WHAT TO DO:
Render the following lines as a numbered list, omitting any blank lines.
::::::::
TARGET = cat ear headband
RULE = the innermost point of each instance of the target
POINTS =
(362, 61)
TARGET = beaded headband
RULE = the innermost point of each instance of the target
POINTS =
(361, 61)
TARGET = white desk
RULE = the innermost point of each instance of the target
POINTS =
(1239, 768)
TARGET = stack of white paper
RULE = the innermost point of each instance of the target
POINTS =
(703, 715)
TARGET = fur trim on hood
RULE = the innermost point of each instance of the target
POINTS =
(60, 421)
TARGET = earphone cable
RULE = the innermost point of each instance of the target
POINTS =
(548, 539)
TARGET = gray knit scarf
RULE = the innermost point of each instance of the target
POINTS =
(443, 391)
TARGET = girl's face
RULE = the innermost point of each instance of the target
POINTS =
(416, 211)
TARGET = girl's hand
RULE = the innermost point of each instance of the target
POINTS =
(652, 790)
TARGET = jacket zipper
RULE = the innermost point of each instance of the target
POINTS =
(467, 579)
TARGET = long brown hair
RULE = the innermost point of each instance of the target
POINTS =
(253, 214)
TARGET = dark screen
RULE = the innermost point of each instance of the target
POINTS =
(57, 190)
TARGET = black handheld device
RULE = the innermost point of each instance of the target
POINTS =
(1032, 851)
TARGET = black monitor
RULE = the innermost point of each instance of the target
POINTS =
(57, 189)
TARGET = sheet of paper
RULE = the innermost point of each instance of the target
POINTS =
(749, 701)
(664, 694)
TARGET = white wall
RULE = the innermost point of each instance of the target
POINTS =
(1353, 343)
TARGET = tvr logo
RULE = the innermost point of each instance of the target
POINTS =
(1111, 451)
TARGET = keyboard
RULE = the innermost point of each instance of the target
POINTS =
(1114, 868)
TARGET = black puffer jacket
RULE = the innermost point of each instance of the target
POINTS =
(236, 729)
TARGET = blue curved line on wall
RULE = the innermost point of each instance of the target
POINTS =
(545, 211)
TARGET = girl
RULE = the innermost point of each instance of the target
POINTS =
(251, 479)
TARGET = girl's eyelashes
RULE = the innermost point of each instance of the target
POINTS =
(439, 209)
::::::::
EXPECTED ANSWER:
1. TARGET = cat ear headband
2. RULE = the innermost point of each instance of the target
3. POINTS =
4. (362, 61)
5. TARGET = beaded headband
6. RULE = the innermost point of each instance of the target
7. POINTS =
8. (361, 61)
9. TARGET = white desk
10. RULE = the innermost point of each instance of the target
11. POINTS =
12. (1239, 768)
13. TARGET = stack of white paper
14. RULE = the innermost point of each instance of the target
15. POINTS =
16. (703, 715)
17. TARGET = fur trim on hood
18. RULE = the innermost point of each instance of the target
19. POINTS =
20. (60, 421)
21. TARGET = earphone cable
22. RULE = the innermost point of each instance of the target
23. POINTS =
24. (548, 539)
25. TARGET = gray knit scarf
26. RULE = the innermost point of each instance of the target
27. POINTS =
28. (443, 391)
29. TARGET = girl's face
30. RULE = the innermost point of each instance of the target
31. POINTS =
32. (416, 211)
33. TARGET = girl's hand
34. RULE = the innermost point of each instance of the target
35. POINTS =
36. (652, 790)
37. TARGET = jacket zipper
38. RULE = the innermost point of each instance of the target
39. POINTS =
40. (467, 579)
41. TARGET = long brown hair
42. RULE = the innermost point of each instance of the target
43. POINTS =
44. (253, 214)
45. TARGET = dark screen
46. RULE = the innermost point of each instance of the target
47. POINTS =
48. (57, 190)
49. TARGET = black handheld device
50. RULE = the innermost point of each instance of the target
51. POINTS =
52. (1032, 851)
53. TARGET = black monitor
54. RULE = the innermost point of each instance of the target
55. POINTS =
56. (57, 189)
57. TARGET = sheet of paper
58. RULE = the innermost point of each instance of the target
59. POINTS =
60. (749, 701)
61. (664, 694)
62. TARGET = white wall
63. RULE = the innermost point of each instance of the target
64. POINTS =
65. (1353, 343)
66. TARGET = tvr logo
67. RULE = the innermost point of each instance of the target
68. POINTS =
69. (1111, 451)
70. TARGET = keyboard
71. RULE = the innermost point of each instance of the target
72. POINTS =
73. (1114, 868)
74. TARGET = black puffer jacket
75. RULE = the innermost point of each instance of the target
76. POINTS =
77. (236, 729)
78. TARGET = blue curved line on wall
79. RULE = the innermost point of each instance of the target
80. POINTS =
81. (545, 211)
82. TARGET = girl
83. RULE = the innermost point of each instance of the target
84. POINTS =
85. (251, 479)
86. TARGET = girl's eyelashes
87. RULE = the innermost point of each instance of the target
88. POINTS =
89. (439, 209)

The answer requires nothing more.